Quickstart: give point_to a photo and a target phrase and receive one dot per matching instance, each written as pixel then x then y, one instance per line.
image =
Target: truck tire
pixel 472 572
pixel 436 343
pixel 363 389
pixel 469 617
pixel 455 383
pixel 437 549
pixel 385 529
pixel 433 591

========================================

AUFGABENZIEL → Gib alle Zeilen von oben unverändert und vollständig zurück.

ERGEBNIS DER ÜBUNG →
Quickstart: give point_to a photo and a target phrase and receive one dot per matching instance, each written as pixel then x then y, one instance per line.
image =
Target: truck tire
pixel 472 572
pixel 436 343
pixel 363 389
pixel 469 617
pixel 455 383
pixel 437 549
pixel 385 529
pixel 433 591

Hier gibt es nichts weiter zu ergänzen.